■ Selected passage ■
— BEGIN —
Unpacking Randal Rauser's claim that "testimony is properly basic belief"
I have to confess that when I first came across Randal Rauser's claim that testimony is properly basic, my gut reaction was that it was one of the most ridiculous apologetic arguments I'd ever heard. Surely, I thought, he cannot actually be arguing what I think he is. Surely there is some sophisticated aspect to the argument I'm overlooking or failing to properly comprehend. Recently the debate was rekindled after I pointed out the research which shows eyewitness testimony to be of fairly dubious reliability. Spurred by the debate, I decided to revisit Randal's original post and see what I might have overlooked. Is it really as stupid an argument as I think it is, or am I totally failing to comprehend an incisive philosophical argument that helps substantiate (among other things) the Resurrection of Christ and modern-day miracles?
In fairness to Randal, I'll reprint his summary of his original argument:
It is true that you can think of testimony as evidence just like you can think of sense perception and rational intuition as evidence. But so long as there are no defeaters present, we also find that each of these sources of rational belief can provide a stopping point to the regress of justification and thus each provides a means of prima facie proper basicality. Not only that, but sufficiently strong testimony can also withstand the assault of formidable defeaters. Consequently, just as rational intuition can provide us with properly basic belief that 7+5=12, and sense perception can provide us with properly basic belief that “The banana is on the counter”, so testimony can provide us with properly basic belief that “Common descent is true” or “Jesus rose from the dead.”
The terms of engagement
First, I think it's helpful to define the terms being used. The word "testimony" is generally used in a legal or religious context, but in philosophy it can simply be synonymous with an assertion or claim. From the Stanford Encyclopedia of Philosophy:
The primary speech-act of testimony is a speaker's saying, telling, or asserting something (Searle 1969). Assertion puts forth a proposition that the speaker represents as true (see the entry on assertion, on norms of assertion, Rescorla 2009)
"Properly basic belief" is a term that's not used much outside of theologians referencing Alvin Plantinga (more on that later). The term "basic belief" derives from Foundationalism and its various derivatives. A basic belief is essentially one that needs no other justification – one that's actually irrational to question.
The most obvious example of a basic belief is "I exist". The assumption of one's own existence is not only a necessary starting point for any epistemological framework, but it's irrational to be skeptical of one's own existence: the statement "I am skeptical of my own existence" assumes the existence of an "I" that is capable of skepticism!
— END —
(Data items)
— BEGIN —
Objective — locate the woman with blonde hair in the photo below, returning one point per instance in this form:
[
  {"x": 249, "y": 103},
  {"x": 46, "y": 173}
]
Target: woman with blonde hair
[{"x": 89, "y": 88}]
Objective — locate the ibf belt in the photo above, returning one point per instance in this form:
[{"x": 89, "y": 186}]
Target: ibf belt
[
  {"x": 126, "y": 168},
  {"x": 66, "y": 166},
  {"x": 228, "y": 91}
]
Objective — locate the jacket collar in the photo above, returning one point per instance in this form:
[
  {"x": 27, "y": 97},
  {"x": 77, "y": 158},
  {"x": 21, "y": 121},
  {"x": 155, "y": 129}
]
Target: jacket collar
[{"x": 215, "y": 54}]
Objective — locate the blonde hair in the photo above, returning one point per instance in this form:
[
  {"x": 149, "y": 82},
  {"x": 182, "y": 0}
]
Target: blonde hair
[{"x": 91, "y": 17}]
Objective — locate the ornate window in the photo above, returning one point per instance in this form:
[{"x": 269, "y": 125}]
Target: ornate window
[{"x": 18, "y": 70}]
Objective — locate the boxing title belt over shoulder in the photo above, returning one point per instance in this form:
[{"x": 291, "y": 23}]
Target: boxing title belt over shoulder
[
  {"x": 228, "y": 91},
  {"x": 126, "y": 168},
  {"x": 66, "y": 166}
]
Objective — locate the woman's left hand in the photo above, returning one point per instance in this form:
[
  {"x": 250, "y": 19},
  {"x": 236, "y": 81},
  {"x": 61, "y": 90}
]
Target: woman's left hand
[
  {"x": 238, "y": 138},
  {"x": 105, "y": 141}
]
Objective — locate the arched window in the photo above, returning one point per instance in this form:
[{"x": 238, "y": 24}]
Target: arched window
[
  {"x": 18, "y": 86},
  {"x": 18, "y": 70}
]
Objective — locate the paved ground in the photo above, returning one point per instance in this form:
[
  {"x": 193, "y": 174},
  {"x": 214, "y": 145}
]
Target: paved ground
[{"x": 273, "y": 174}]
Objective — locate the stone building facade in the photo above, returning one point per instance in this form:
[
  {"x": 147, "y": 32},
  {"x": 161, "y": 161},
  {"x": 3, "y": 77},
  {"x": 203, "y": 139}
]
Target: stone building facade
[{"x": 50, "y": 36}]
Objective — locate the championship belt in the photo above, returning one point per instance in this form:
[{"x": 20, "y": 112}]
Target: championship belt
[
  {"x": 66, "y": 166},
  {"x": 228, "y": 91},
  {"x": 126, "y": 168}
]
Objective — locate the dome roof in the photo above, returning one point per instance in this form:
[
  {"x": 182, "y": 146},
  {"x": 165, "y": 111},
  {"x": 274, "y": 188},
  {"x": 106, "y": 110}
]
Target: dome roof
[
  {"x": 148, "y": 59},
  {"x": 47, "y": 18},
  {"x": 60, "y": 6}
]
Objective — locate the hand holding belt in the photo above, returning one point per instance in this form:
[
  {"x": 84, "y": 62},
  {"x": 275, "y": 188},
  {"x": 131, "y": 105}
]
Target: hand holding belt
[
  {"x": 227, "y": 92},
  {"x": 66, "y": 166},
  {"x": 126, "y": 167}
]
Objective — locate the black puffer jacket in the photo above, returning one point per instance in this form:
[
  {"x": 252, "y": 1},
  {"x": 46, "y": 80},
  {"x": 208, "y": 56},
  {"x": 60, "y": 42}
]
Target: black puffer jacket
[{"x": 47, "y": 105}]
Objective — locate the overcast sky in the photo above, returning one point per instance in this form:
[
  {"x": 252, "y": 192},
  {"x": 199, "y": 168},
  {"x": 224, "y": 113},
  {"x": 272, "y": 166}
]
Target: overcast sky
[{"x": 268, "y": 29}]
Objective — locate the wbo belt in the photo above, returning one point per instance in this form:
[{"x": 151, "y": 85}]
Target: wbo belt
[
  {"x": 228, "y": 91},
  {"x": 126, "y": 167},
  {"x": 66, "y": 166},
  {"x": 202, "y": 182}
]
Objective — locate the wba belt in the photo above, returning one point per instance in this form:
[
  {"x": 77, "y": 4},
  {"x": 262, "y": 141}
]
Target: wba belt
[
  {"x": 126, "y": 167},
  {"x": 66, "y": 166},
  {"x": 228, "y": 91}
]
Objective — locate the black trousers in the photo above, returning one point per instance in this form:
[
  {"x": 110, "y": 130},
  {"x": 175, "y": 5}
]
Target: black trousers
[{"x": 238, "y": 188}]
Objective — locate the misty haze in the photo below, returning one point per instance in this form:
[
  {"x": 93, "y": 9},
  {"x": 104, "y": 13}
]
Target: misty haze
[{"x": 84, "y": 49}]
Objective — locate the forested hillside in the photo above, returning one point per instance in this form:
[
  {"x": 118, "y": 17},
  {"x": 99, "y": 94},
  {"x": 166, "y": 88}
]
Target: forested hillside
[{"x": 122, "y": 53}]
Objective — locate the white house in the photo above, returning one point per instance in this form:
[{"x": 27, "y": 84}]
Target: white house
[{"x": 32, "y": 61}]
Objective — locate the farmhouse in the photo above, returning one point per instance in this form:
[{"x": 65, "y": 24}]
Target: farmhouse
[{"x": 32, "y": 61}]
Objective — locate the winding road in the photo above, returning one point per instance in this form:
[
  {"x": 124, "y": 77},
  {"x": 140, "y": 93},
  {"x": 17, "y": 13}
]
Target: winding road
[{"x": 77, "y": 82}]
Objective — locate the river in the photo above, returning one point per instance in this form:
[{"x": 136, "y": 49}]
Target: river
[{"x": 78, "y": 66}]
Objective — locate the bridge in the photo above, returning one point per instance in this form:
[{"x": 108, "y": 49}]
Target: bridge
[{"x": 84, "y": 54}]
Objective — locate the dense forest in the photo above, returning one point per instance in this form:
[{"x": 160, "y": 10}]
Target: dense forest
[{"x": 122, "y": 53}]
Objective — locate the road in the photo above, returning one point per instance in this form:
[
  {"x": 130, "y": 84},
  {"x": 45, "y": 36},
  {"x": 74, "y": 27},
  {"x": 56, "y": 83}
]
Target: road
— END —
■ Exercise set ■
(1) In the blog post about Rauser's claim on testimony, list each belief that Rauser's quoted summary gives as an example of a properly basic belief.
(2) Extend the blog post about Rauser's claim on testimony, picking up right after its final paragraph.

■ Answers given ■
(1)
- 7+5=12
- "The banana is on the counter"
- "Common descent is true"
- "Jesus rose from the dead"

(2)
Randal mentions sense perception as a basic belief ("The banana is on the counter"), but I'd be more specific than that. It's entirely possible that there is no banana, that his senses are being deceived – like a thirsty desert wanderer mistaking the reflection of the sun against the sand for an oasis. As optical illusions show, our senses can and do deceive us. But we must operate on the assumption that our senses are at least sometimes reliable, otherwise we've painted ourselves into an epistemological corner.
Now on a personal note, I very much dislike the term "basic belief", because the word "belief" generally refers to assumptions or convictions that we consciously hold, and which can be amended with the introduction of new evidence. Just like skepticism of one's own existence, belief in one's own existence is paradoxical – or at least redundant: "I believe in my own existence" already assumes the existence of an "I" capable of belief. So rather than the term "basic belief", I prefer terms like "foundational assumption" or "necessary assumption". We don't consciously worry about our own existence when thinking about knowledge and epistemology. But that's just a personal quirk, and I'll continue to use the term "basic belief" to be consistent with Randal's use of the term.
Why it's ridiculous
My gut reaction upon reading Randal's argument was that it's incredibly ridiculous, for reasons that seem so obvious that they shouldn't even need mentioning.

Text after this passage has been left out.